### Do this
Which lines in the data below contain the string "painting"? Pull out each of those lines in full. Uppercase and lowercase count as different.

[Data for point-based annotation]
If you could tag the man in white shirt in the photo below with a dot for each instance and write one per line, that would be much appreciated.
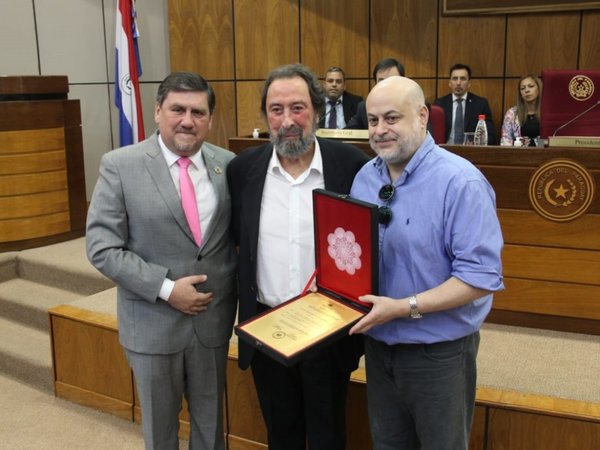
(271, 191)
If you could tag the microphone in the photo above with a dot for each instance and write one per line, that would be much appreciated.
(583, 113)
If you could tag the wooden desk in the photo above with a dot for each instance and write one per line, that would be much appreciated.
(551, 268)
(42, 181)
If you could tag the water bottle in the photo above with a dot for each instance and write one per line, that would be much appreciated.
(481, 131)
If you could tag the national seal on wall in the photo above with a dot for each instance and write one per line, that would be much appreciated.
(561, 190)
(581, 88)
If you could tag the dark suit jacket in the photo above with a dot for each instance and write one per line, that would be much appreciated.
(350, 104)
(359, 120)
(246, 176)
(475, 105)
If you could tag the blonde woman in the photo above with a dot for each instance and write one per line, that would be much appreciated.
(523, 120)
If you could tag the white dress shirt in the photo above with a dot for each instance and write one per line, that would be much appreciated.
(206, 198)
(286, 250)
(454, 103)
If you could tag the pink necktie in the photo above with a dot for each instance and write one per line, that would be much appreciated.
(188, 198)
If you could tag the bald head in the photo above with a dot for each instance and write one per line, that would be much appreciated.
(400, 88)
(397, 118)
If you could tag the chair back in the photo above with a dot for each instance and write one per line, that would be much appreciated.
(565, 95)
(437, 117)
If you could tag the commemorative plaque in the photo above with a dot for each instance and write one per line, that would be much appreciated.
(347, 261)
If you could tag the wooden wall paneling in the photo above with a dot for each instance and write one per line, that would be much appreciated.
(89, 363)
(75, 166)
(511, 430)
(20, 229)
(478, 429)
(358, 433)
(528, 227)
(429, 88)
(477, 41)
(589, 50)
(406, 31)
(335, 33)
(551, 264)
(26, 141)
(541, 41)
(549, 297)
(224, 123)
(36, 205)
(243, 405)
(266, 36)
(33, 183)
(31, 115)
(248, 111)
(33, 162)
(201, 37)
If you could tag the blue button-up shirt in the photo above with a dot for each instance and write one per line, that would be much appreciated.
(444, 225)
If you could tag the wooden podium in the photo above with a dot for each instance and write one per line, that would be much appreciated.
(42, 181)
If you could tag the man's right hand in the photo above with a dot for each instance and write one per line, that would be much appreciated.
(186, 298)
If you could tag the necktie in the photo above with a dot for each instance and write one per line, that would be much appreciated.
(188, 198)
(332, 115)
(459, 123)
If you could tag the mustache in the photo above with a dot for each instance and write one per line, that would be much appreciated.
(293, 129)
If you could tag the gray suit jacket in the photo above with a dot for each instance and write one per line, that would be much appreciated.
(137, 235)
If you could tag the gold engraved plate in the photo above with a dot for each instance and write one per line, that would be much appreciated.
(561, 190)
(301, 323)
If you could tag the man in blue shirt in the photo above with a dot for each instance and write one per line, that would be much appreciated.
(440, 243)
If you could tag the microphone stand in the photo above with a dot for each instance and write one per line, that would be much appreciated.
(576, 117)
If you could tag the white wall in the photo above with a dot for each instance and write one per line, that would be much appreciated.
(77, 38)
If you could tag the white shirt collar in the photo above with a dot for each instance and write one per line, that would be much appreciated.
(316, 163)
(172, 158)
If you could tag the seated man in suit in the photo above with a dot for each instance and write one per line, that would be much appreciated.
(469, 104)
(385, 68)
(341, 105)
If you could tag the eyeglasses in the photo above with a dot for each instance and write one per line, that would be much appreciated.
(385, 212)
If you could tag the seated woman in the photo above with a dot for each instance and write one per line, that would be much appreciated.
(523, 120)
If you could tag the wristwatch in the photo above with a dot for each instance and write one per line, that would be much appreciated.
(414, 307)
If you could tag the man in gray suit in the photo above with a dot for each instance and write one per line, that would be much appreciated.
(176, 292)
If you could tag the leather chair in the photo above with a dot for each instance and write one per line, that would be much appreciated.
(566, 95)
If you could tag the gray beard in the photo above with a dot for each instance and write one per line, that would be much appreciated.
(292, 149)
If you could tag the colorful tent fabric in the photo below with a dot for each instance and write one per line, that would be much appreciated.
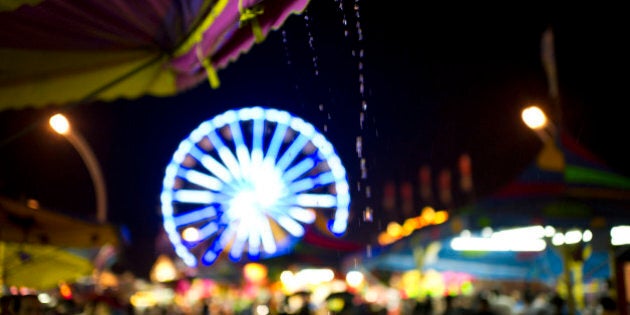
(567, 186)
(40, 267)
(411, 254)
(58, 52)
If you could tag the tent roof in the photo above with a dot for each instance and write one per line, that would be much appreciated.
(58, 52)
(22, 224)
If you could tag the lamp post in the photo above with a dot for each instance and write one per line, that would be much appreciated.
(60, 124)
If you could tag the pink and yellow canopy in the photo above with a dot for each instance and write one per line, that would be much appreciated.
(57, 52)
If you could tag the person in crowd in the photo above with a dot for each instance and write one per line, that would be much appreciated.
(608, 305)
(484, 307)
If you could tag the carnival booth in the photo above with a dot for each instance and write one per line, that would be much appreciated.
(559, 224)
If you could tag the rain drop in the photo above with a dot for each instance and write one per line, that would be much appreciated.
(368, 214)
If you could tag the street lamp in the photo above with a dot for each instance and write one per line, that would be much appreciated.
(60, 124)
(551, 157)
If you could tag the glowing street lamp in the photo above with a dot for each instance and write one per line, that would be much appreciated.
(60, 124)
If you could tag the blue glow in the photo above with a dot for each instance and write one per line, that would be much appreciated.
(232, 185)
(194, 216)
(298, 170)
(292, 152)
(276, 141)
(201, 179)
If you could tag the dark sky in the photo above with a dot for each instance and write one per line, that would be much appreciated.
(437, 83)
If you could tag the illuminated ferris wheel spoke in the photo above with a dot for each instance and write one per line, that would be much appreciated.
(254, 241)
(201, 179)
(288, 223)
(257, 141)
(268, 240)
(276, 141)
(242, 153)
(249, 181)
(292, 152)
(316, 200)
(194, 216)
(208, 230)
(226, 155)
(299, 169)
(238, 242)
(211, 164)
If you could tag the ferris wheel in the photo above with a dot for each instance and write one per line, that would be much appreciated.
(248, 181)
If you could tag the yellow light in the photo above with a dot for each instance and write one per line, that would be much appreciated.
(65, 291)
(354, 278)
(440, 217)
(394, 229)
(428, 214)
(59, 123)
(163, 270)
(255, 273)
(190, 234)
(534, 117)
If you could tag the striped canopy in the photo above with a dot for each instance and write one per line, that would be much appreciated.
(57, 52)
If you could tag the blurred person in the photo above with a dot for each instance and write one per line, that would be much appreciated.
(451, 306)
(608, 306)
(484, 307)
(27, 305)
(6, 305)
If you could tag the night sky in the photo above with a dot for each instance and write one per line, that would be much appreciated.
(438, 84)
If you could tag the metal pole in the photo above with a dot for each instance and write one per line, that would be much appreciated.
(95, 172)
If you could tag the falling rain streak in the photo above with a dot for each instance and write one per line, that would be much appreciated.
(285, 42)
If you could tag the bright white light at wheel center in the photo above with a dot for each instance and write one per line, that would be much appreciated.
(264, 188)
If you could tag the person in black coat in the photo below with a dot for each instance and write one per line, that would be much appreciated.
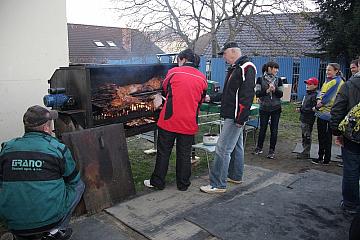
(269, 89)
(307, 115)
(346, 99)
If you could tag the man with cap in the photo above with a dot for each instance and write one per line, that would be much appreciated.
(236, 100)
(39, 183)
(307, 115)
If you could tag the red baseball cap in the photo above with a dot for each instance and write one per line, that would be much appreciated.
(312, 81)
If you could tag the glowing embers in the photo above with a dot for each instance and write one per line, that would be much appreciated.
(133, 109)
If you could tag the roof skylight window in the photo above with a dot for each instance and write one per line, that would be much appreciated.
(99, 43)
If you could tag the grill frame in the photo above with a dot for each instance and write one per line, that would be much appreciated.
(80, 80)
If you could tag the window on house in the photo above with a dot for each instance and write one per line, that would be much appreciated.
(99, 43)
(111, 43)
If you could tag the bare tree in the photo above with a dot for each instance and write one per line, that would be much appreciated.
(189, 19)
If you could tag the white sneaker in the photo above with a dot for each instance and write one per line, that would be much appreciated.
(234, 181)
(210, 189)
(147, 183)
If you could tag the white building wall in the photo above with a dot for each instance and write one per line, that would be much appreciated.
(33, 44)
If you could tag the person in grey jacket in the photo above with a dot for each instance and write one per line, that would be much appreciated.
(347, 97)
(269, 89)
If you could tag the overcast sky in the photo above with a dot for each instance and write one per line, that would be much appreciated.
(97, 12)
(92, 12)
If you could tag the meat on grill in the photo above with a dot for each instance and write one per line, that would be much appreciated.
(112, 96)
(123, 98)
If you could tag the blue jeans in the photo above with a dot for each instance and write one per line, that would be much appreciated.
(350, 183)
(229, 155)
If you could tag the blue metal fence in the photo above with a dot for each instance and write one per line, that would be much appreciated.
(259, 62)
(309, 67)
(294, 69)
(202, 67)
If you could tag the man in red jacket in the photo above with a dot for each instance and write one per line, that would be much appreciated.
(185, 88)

---

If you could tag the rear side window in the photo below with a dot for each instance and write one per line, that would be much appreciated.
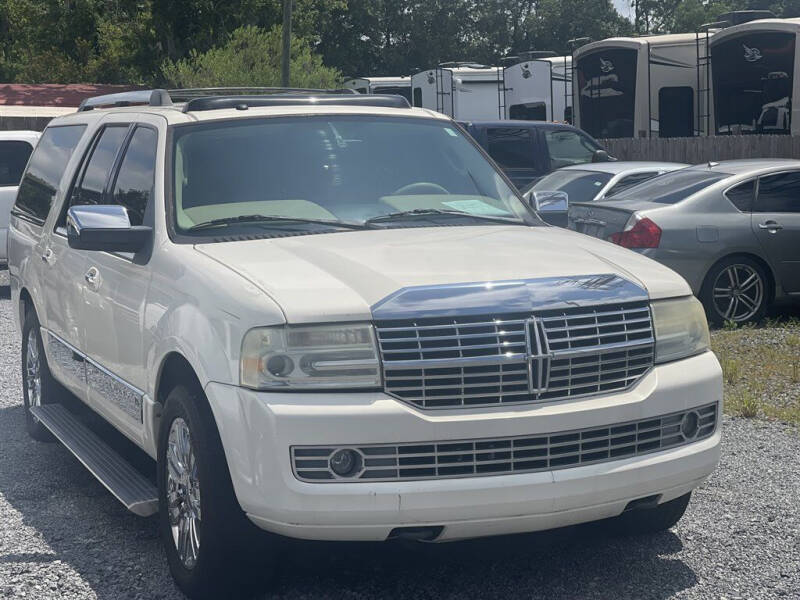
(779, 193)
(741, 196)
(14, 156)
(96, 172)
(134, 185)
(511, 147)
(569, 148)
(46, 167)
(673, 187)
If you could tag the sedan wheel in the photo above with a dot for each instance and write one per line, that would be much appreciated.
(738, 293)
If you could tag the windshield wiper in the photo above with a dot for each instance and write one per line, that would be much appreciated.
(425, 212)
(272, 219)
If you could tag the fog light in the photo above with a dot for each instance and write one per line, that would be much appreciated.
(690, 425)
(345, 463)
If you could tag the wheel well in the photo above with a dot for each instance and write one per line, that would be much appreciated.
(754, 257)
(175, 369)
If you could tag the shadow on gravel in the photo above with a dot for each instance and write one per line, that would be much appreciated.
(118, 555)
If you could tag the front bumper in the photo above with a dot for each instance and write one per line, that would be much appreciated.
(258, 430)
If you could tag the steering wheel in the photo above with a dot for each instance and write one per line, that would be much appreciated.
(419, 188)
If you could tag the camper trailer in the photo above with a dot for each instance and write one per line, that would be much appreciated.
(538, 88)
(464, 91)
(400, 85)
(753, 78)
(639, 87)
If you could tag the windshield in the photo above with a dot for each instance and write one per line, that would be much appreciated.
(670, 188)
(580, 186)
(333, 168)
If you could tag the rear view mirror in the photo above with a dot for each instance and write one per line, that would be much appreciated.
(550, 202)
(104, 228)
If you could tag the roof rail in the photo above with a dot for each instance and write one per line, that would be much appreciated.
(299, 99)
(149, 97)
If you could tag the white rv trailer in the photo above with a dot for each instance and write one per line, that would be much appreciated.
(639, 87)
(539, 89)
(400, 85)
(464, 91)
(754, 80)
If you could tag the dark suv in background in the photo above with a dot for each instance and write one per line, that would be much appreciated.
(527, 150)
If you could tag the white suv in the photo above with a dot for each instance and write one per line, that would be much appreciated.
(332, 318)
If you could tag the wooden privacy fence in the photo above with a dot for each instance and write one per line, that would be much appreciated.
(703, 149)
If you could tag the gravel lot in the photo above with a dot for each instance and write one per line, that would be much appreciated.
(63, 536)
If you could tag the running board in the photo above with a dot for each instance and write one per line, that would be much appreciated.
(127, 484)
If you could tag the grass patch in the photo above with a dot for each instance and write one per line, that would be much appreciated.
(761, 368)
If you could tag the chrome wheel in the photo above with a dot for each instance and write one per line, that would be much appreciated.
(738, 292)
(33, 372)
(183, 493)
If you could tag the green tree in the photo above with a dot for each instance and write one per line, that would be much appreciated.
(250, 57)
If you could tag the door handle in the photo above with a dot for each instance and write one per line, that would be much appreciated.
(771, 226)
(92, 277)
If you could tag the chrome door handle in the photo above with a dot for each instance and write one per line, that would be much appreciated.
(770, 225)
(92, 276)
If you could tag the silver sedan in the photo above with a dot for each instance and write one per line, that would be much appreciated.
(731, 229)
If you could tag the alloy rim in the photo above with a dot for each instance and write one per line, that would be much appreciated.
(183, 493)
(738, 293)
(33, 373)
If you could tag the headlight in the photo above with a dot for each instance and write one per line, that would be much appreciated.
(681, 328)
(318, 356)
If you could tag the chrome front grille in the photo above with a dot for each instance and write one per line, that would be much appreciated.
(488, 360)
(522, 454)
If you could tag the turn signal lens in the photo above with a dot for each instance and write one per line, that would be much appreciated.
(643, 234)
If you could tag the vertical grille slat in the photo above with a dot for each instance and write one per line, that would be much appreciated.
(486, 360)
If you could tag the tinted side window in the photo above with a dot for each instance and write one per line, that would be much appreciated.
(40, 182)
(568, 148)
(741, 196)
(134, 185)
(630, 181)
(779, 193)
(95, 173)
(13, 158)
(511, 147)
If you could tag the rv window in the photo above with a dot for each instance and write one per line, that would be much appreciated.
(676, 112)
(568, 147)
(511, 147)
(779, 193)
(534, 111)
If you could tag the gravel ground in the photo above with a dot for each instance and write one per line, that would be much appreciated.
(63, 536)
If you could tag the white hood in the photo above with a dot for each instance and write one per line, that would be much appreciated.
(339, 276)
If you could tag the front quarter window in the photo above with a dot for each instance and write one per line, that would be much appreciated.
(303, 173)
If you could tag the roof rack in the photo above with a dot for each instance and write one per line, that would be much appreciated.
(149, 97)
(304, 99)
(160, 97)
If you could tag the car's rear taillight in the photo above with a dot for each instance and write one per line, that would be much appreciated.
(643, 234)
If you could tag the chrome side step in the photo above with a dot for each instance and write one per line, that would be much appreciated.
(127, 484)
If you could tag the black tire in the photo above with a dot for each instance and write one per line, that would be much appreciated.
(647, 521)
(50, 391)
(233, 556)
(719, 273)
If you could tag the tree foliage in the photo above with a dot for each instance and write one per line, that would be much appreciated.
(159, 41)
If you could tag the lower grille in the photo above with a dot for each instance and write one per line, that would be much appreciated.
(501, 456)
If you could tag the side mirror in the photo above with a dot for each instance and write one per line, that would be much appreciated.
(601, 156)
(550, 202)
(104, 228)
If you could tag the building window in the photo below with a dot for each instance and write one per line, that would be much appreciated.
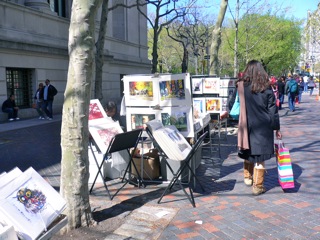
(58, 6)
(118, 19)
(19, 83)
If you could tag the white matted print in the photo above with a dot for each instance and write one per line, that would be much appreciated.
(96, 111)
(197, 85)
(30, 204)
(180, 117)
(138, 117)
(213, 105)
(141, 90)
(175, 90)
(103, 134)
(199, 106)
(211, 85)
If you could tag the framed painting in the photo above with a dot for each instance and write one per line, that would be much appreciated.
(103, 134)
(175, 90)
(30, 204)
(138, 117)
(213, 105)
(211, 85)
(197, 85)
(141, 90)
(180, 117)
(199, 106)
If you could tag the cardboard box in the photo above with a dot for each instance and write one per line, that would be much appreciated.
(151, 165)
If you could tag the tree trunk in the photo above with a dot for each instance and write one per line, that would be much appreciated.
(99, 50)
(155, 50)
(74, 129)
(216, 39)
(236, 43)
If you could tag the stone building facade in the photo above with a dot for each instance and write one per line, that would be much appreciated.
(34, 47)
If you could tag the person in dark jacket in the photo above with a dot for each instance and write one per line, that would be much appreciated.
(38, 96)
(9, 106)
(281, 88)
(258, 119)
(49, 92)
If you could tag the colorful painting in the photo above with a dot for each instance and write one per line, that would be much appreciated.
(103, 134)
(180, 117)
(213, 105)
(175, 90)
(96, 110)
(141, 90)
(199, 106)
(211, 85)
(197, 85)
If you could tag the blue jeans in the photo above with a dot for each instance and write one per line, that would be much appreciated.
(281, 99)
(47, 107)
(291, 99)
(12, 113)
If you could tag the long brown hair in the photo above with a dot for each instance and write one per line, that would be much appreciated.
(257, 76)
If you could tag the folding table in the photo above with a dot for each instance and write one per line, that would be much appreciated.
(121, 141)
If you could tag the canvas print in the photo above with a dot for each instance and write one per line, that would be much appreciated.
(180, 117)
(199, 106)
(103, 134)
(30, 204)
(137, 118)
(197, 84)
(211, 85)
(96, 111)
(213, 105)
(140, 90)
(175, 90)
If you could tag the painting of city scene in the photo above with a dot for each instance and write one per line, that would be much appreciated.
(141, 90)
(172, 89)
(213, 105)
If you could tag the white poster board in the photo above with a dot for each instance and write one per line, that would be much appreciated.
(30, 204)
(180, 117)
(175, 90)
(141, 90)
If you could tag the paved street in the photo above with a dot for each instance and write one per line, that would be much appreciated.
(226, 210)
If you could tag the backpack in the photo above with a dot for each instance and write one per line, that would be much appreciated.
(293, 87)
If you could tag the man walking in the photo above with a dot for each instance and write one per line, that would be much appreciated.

### The answer
If you could tag the framed painting in the photo above with a dot for each instance and write one per line, that would be much appreciated.
If you could tag the colorful painting in the photo above with a dot for each instance and write one per line, that would be much appreciated.
If you could tag the painting of city scene in the photo above with a dot for each instance and write one per line, that would be much appreciated.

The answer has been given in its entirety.